** BEGIN EXCERPT PROVIDED **
Regression: solutions #
Polynomials that minimize mean squared error #
Find a quadratic polynomial \(f(x) = a x^2 + bx + c\) that minimizes the mean squared prediction error on the data set \( \mathcal{D}: \; \; \; (1,1), \; \; \; (2,1), \; \; \; (3,2), \; \; \; \text{and} \; \; \; (5,1). \)
Use tools from optimization to explain why the answer you found is indeed a global minimum of the error function. Repeat the exercise, this time with polynomials of degree one (that is, a line), and degree three.
Solution
Let’s start with a line. Let \(f(x) = ax+b\). Then \[\text{E} = \frac{1}{4} \Big( (a \cdot 1 + b -1)^2 + (a \cdot 2 + b -1)^2+ (a \cdot 3 + b -2)^2+ (a \cdot 1 + b -1)^2\Big).\] Setting \(\frac{\partial E}{\partial a} = \frac{\partial E}{\partial b} =0\) gives two equations in two unknowns that can be solved directly or by using software. We get \(a = \tfrac{1}{35}\) and \(b = \tfrac{41}{35}\) and the line of best fit is \(f(x) = \frac{1}{35}x+\frac{41}{35}\).
Working in a similar way, we find a quadratic model: \(f(x) = -\frac{2}{11}x^2+\frac{13}{55}x - \frac{7}{55}\); and a cubic model: \(f(x) = -\frac{1}{4}x^3+2x^2-\frac{17}{4}x + \frac{7}{2}\).
** END EXCERPT PROVIDED **
** BEGIN EXTRACTED MATERIAL **
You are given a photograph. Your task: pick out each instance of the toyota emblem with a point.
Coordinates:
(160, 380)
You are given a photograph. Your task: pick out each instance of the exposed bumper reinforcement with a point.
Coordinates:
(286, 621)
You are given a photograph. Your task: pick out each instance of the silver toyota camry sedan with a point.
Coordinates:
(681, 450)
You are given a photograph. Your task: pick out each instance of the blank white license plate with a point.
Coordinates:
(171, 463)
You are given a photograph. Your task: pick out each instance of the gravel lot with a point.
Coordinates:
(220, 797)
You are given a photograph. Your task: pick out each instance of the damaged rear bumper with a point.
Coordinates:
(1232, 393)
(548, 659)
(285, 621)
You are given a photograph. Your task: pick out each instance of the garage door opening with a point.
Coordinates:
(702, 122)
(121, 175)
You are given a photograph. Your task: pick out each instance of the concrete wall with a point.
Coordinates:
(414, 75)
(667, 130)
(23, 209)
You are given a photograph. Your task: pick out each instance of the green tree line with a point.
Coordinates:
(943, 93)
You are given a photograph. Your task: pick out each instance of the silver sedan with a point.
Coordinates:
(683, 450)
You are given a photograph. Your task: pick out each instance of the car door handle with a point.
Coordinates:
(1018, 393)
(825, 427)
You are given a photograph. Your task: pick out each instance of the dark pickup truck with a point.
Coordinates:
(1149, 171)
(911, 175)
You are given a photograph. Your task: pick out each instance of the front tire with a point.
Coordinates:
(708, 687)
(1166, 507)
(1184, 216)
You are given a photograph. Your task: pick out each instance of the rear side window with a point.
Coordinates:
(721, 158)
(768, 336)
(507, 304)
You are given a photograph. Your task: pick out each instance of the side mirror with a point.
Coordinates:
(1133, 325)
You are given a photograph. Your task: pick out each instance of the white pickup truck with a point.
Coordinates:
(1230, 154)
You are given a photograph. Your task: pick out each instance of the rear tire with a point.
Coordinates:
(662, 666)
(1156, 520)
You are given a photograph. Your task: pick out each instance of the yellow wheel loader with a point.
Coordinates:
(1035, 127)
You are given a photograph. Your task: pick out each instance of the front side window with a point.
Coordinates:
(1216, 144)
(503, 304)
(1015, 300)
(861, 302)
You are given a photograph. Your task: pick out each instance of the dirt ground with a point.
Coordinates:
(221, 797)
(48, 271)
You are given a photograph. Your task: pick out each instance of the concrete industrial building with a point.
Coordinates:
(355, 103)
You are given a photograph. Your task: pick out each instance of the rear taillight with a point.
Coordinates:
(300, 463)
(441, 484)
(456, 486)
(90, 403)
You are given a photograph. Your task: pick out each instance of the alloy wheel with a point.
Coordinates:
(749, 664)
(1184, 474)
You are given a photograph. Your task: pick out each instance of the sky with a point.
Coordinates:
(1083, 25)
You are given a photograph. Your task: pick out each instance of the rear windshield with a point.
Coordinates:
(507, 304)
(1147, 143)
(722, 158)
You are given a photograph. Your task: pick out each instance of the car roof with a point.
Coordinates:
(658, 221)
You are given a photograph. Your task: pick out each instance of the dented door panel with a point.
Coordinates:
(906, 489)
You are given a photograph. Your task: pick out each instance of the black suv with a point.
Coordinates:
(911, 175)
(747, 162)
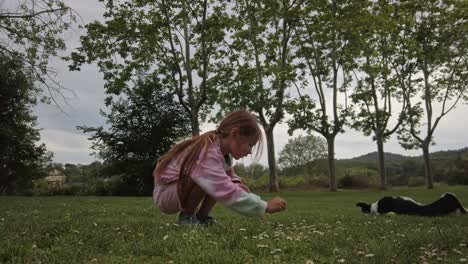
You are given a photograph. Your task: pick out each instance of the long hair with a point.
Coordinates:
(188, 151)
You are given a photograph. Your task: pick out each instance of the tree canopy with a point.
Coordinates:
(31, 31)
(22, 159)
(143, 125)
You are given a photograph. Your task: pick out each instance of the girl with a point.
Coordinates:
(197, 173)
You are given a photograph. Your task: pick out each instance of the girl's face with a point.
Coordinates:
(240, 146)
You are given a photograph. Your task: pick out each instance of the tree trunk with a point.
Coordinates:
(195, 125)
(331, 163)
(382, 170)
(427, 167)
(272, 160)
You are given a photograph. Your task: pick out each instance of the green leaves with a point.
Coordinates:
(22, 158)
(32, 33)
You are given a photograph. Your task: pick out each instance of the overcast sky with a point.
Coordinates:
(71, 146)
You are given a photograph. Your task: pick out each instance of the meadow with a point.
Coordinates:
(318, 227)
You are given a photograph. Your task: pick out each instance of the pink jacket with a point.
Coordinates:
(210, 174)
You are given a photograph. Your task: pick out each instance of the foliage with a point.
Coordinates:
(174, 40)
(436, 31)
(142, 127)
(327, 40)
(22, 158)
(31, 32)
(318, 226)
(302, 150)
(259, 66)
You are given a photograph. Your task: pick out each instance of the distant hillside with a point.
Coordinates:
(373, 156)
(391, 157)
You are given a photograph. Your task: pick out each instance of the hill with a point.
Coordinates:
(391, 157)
** END EXTRACTED MATERIAL **
Pick up the worked solution on polynomial regression at the point where it stops, and keep writing it in the same style.

▸ ANSWER
The question remains. Are these lines of best fit, worst fit, or neither? After all, all we did was find a critical point in each case. There are two ways to settle this. One way is to follow our usual procedure: compute the Hessian (in all cases it is positive indicating that the point is not a saddle), and then use the second derivative with respect to any of the variables (they are also all positive) indicating that the critical point is a local minimum. Finally, since there are no other restrictions on our variables (there is no boundary to check) the only local minimum is a global minimum for the error function.
An alternate way to proceed is by inspecting the error function \(E\) itself. It has the form of a function whose graph is either a paraboloid or a saddle. Since the the sign of both the \(a^2\) and \(b^2\) terms is positive, the graph is in fact an upward-facing paraboloid and the sole critical point must have been a global minimum.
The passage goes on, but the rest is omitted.